◆ AIM OF THE TASK ◆
The entire listing below is to be reproduced exactly.

◆ RECORDS TO USE ◆
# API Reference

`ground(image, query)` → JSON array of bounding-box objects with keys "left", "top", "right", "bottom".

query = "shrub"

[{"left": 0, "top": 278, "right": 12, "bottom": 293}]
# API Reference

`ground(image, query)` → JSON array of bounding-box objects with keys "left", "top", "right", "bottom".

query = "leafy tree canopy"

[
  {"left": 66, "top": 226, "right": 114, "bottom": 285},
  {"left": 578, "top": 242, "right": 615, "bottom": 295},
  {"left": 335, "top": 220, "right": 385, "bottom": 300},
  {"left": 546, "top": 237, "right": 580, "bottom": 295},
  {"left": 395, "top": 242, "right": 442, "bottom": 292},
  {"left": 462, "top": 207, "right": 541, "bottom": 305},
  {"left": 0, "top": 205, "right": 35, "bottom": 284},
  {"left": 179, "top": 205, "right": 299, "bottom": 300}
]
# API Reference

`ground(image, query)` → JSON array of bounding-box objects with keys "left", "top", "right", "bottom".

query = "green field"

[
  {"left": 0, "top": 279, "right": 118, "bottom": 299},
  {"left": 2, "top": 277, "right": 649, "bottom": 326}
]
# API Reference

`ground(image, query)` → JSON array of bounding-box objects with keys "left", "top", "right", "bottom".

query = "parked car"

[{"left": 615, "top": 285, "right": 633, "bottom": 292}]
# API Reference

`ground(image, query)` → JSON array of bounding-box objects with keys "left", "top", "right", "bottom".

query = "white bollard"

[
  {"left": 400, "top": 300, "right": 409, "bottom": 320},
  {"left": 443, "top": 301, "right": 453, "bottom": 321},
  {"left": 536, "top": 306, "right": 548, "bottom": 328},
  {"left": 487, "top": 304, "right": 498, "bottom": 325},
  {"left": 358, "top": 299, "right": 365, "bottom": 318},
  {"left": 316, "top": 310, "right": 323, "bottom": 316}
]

◆ EXERCISE RESPONSE ◆
# API Reference

`ground(image, query)` → JSON array of bounding-box objects with keys "left", "top", "right", "bottom".

query = "shrub"

[{"left": 0, "top": 278, "right": 12, "bottom": 293}]
# API Reference

`ground(image, query)` → JSON array of bounding-box objects with keys "left", "top", "right", "bottom".

query = "leafy tree canopy"

[
  {"left": 66, "top": 226, "right": 114, "bottom": 285},
  {"left": 578, "top": 242, "right": 615, "bottom": 295},
  {"left": 335, "top": 220, "right": 385, "bottom": 300},
  {"left": 546, "top": 237, "right": 580, "bottom": 295},
  {"left": 395, "top": 242, "right": 442, "bottom": 292},
  {"left": 462, "top": 207, "right": 541, "bottom": 305},
  {"left": 0, "top": 205, "right": 35, "bottom": 284},
  {"left": 179, "top": 205, "right": 299, "bottom": 300}
]
# API Reference

`ground(image, query)` → JSON array of bounding-box objects with keys "left", "top", "right", "bottom".

query = "green field"

[
  {"left": 0, "top": 279, "right": 118, "bottom": 299},
  {"left": 2, "top": 277, "right": 649, "bottom": 326}
]
# API Reference

`ground(image, query)` → JSON array of bounding-box objects with keys "left", "top", "right", "bottom".

query = "parked car"

[{"left": 615, "top": 285, "right": 633, "bottom": 292}]
# API Reference

`ground(image, query)` → JSON array of bounding-box objects with keys "left", "top", "right", "bottom".

query = "white bollard"

[
  {"left": 400, "top": 300, "right": 409, "bottom": 320},
  {"left": 443, "top": 301, "right": 453, "bottom": 321},
  {"left": 536, "top": 306, "right": 548, "bottom": 328},
  {"left": 487, "top": 304, "right": 498, "bottom": 325},
  {"left": 358, "top": 299, "right": 365, "bottom": 318},
  {"left": 316, "top": 310, "right": 323, "bottom": 316}
]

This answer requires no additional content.